→ **Written task**
Please edit the stretch of the listing from the line containing "Where can you see the blonde" through the line containing "<point>305,123</point>" so that "blazer lapel" becomes "jacket lapel", with nothing else changed. Return only those lines.

→ **Given data**
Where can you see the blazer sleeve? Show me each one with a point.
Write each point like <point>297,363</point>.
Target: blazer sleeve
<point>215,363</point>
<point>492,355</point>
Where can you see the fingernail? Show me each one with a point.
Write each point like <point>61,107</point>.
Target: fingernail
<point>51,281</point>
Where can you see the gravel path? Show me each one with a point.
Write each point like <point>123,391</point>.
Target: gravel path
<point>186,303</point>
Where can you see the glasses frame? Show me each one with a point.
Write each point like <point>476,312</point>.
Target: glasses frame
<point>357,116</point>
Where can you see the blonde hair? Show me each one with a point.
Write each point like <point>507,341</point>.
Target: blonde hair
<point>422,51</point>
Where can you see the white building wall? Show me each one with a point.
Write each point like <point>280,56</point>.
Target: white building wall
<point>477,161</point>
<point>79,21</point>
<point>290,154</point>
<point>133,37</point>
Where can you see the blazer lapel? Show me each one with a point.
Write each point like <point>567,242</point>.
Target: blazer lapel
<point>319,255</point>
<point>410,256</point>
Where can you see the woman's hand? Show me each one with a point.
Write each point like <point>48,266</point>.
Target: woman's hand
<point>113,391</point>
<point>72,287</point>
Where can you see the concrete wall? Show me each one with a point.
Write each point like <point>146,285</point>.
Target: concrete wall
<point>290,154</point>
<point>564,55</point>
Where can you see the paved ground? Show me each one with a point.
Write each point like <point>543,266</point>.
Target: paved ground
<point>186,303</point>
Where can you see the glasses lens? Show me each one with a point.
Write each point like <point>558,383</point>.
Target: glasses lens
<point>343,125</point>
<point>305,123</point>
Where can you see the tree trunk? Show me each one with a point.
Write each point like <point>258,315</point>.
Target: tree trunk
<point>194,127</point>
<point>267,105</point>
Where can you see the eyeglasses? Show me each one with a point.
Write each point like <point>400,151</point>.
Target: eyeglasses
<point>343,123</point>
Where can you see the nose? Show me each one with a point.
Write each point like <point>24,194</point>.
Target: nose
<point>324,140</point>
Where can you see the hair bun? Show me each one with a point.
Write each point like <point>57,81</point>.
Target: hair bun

→ **The response**
Where can you see the blonde hair? Show me each one with a point.
Write each point like <point>507,341</point>.
Target: blonde hair
<point>422,51</point>
Where can you see the white building wall? Show me each one with a point.
Write each point like <point>280,56</point>.
Target: white building wall
<point>477,161</point>
<point>79,21</point>
<point>290,154</point>
<point>133,37</point>
Where can you see the jacket lapel? Show me each one with a point.
Write each point like <point>567,242</point>.
Target: jacket lapel
<point>319,255</point>
<point>410,256</point>
Where can you see the woman's hand? Show me each one with a point.
Write each point like <point>48,266</point>.
Target: woman's hand
<point>113,391</point>
<point>72,287</point>
Where can you see the concrete wall? Show me each one with a point.
Write each point like <point>146,285</point>.
Target: concrete wall
<point>290,154</point>
<point>564,55</point>
Where can you see the paved ground? Show me each one with a point.
Write each point like <point>543,266</point>.
Target: paved ground
<point>186,303</point>
Where can you see the glasses lens? Show me each one with a point.
Write each point like <point>558,383</point>.
Target: glasses lens
<point>343,125</point>
<point>305,123</point>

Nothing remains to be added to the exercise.